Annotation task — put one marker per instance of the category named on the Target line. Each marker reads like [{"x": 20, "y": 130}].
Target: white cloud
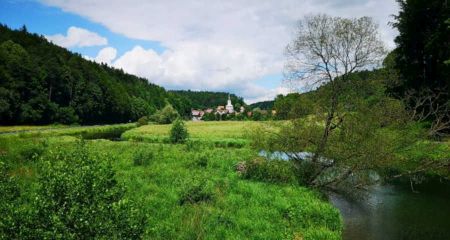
[
  {"x": 215, "y": 44},
  {"x": 106, "y": 55},
  {"x": 78, "y": 37}
]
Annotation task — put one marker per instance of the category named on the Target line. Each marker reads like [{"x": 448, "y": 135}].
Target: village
[{"x": 228, "y": 112}]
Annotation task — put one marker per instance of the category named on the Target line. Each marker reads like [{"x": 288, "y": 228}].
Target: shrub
[
  {"x": 33, "y": 151},
  {"x": 178, "y": 132},
  {"x": 79, "y": 198},
  {"x": 143, "y": 157},
  {"x": 142, "y": 121},
  {"x": 10, "y": 194},
  {"x": 274, "y": 171}
]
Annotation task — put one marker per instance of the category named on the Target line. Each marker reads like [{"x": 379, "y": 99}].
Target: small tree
[
  {"x": 327, "y": 50},
  {"x": 178, "y": 133},
  {"x": 79, "y": 198}
]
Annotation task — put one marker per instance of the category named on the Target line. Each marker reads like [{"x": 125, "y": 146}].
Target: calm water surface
[{"x": 395, "y": 212}]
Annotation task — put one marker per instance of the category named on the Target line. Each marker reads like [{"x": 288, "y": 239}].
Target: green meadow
[{"x": 185, "y": 191}]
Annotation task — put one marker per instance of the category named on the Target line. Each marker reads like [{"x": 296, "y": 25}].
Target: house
[{"x": 197, "y": 114}]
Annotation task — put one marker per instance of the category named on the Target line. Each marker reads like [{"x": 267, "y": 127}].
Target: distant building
[
  {"x": 197, "y": 114},
  {"x": 229, "y": 107}
]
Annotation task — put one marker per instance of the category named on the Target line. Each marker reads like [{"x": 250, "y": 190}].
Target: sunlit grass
[{"x": 236, "y": 208}]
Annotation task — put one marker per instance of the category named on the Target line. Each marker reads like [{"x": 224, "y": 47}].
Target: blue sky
[{"x": 234, "y": 46}]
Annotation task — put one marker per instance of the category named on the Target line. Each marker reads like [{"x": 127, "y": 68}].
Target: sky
[{"x": 232, "y": 46}]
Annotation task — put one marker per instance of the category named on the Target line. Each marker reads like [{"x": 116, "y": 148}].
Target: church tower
[{"x": 229, "y": 106}]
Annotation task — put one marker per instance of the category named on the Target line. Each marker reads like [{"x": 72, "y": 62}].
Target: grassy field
[
  {"x": 221, "y": 134},
  {"x": 159, "y": 175}
]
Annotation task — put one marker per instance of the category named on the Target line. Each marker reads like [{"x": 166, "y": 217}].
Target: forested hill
[
  {"x": 204, "y": 99},
  {"x": 42, "y": 83}
]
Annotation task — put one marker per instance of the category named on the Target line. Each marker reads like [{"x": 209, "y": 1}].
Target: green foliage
[
  {"x": 422, "y": 45},
  {"x": 196, "y": 192},
  {"x": 142, "y": 121},
  {"x": 80, "y": 198},
  {"x": 66, "y": 115},
  {"x": 264, "y": 105},
  {"x": 201, "y": 161},
  {"x": 143, "y": 157},
  {"x": 178, "y": 132},
  {"x": 41, "y": 83},
  {"x": 9, "y": 202},
  {"x": 273, "y": 171},
  {"x": 216, "y": 202},
  {"x": 165, "y": 116},
  {"x": 293, "y": 106},
  {"x": 205, "y": 99}
]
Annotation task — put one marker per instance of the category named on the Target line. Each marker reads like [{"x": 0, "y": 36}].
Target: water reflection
[{"x": 392, "y": 211}]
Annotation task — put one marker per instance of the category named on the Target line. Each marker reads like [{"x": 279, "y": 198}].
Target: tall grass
[{"x": 193, "y": 191}]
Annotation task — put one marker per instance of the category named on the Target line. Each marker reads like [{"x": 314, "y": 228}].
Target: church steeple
[{"x": 229, "y": 106}]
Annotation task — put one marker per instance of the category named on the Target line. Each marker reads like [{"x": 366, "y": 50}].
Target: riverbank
[{"x": 166, "y": 179}]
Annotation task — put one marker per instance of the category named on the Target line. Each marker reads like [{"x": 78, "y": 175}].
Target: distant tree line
[
  {"x": 264, "y": 105},
  {"x": 206, "y": 99},
  {"x": 41, "y": 83}
]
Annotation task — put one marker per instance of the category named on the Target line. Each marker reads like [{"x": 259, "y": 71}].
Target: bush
[
  {"x": 178, "y": 133},
  {"x": 274, "y": 171},
  {"x": 30, "y": 152},
  {"x": 143, "y": 157},
  {"x": 10, "y": 194},
  {"x": 142, "y": 121},
  {"x": 79, "y": 198}
]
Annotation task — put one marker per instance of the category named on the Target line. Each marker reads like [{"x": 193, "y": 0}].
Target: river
[{"x": 393, "y": 211}]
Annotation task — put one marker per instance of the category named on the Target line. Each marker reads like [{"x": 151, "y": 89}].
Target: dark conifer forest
[{"x": 42, "y": 83}]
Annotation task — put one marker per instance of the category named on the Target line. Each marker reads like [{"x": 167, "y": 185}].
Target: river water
[{"x": 393, "y": 211}]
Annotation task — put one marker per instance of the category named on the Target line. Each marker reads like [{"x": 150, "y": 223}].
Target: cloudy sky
[{"x": 233, "y": 45}]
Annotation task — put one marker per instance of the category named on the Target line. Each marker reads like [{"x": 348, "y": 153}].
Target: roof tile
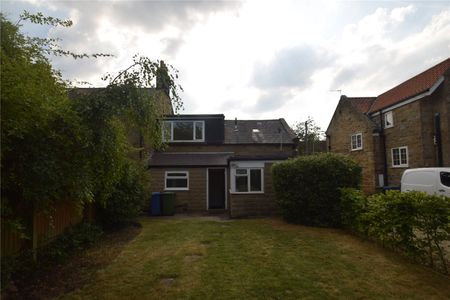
[{"x": 412, "y": 87}]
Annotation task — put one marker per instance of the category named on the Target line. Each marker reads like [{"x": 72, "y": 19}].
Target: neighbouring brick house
[
  {"x": 406, "y": 127},
  {"x": 218, "y": 165}
]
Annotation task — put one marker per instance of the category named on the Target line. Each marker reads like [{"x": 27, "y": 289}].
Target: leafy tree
[
  {"x": 56, "y": 149},
  {"x": 309, "y": 134},
  {"x": 39, "y": 130}
]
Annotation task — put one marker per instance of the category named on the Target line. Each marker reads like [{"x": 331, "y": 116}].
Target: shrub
[
  {"x": 126, "y": 201},
  {"x": 75, "y": 238},
  {"x": 307, "y": 188},
  {"x": 413, "y": 223},
  {"x": 352, "y": 206},
  {"x": 390, "y": 218}
]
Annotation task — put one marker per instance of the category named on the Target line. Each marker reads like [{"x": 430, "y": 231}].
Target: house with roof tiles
[
  {"x": 407, "y": 126},
  {"x": 217, "y": 165}
]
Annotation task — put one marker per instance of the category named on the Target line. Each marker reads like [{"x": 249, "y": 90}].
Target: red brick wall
[
  {"x": 243, "y": 205},
  {"x": 347, "y": 121}
]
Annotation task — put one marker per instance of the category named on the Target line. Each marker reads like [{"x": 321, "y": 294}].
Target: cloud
[
  {"x": 291, "y": 67},
  {"x": 375, "y": 54},
  {"x": 156, "y": 29}
]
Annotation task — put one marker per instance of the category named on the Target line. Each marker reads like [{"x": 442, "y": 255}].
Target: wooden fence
[{"x": 45, "y": 227}]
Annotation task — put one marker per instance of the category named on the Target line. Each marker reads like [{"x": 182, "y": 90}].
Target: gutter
[{"x": 383, "y": 150}]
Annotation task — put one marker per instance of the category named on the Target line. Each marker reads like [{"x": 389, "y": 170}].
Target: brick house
[
  {"x": 218, "y": 165},
  {"x": 406, "y": 127}
]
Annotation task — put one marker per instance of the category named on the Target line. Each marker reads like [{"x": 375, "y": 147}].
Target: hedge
[
  {"x": 307, "y": 187},
  {"x": 414, "y": 223}
]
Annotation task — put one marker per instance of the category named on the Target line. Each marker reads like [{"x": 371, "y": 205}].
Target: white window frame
[
  {"x": 351, "y": 142},
  {"x": 387, "y": 115},
  {"x": 400, "y": 165},
  {"x": 247, "y": 166},
  {"x": 186, "y": 176},
  {"x": 194, "y": 123}
]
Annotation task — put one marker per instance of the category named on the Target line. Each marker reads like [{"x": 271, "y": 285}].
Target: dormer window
[
  {"x": 388, "y": 120},
  {"x": 184, "y": 131}
]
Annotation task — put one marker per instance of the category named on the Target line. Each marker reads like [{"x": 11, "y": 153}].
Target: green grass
[{"x": 257, "y": 259}]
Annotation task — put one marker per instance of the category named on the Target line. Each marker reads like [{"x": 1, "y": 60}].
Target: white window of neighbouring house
[
  {"x": 248, "y": 180},
  {"x": 356, "y": 141},
  {"x": 184, "y": 131},
  {"x": 177, "y": 181},
  {"x": 247, "y": 177},
  {"x": 399, "y": 156},
  {"x": 388, "y": 120}
]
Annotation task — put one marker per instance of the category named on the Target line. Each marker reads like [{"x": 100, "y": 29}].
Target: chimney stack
[{"x": 163, "y": 79}]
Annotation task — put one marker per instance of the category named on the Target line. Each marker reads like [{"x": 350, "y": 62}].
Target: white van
[{"x": 428, "y": 180}]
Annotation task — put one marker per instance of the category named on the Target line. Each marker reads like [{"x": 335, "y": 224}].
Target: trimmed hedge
[
  {"x": 126, "y": 201},
  {"x": 307, "y": 187},
  {"x": 414, "y": 223}
]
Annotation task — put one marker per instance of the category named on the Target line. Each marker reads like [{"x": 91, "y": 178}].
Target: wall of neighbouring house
[
  {"x": 141, "y": 147},
  {"x": 193, "y": 200},
  {"x": 238, "y": 149},
  {"x": 347, "y": 121},
  {"x": 438, "y": 102},
  {"x": 407, "y": 131},
  {"x": 243, "y": 205}
]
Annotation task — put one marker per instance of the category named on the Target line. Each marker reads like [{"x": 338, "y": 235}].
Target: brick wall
[
  {"x": 347, "y": 121},
  {"x": 271, "y": 149},
  {"x": 407, "y": 131},
  {"x": 243, "y": 205},
  {"x": 193, "y": 200}
]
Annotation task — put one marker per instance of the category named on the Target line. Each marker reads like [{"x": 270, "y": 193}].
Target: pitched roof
[
  {"x": 362, "y": 104},
  {"x": 416, "y": 85},
  {"x": 258, "y": 132}
]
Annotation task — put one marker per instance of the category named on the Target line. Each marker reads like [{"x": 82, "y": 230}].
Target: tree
[
  {"x": 58, "y": 149},
  {"x": 309, "y": 135},
  {"x": 39, "y": 130}
]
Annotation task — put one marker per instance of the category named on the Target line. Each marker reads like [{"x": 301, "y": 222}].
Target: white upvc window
[
  {"x": 356, "y": 141},
  {"x": 176, "y": 181},
  {"x": 183, "y": 131},
  {"x": 388, "y": 119},
  {"x": 400, "y": 157},
  {"x": 247, "y": 178}
]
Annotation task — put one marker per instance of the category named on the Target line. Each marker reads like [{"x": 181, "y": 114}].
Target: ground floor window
[
  {"x": 247, "y": 177},
  {"x": 248, "y": 180},
  {"x": 356, "y": 141},
  {"x": 177, "y": 181},
  {"x": 400, "y": 156}
]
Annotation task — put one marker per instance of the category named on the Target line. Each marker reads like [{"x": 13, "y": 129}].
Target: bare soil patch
[{"x": 81, "y": 268}]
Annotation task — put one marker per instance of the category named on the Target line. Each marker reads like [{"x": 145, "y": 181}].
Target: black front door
[{"x": 216, "y": 188}]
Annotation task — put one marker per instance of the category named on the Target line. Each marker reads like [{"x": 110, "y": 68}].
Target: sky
[{"x": 254, "y": 59}]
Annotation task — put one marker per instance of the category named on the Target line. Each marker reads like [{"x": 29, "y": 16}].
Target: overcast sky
[{"x": 255, "y": 59}]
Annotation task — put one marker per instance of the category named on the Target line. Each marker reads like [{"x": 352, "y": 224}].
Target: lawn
[{"x": 206, "y": 258}]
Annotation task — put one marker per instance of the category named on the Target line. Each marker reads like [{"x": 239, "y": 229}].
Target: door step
[{"x": 217, "y": 211}]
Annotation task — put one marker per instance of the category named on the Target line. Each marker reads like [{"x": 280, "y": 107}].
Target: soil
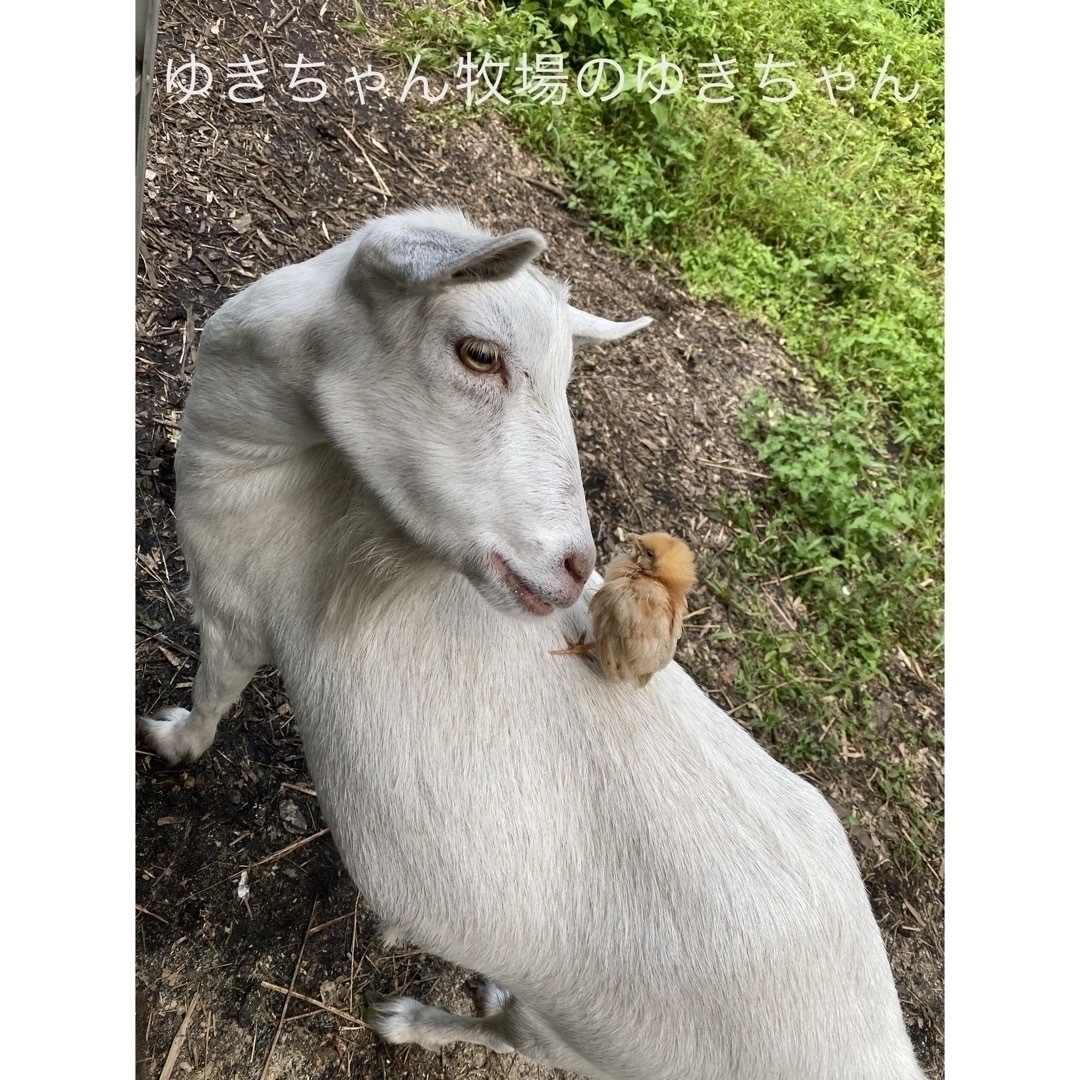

▶ **TASK TO COMPLETE**:
Gather every line from the rows above that contains the word "window", copying each of those lines in full.

▶ **RESPONSE FOR THIS EXERCISE**:
Target: white window frame
Target: dormer window
Target: white window of neighbouring house
Target: white upvc window
Target: ground floor window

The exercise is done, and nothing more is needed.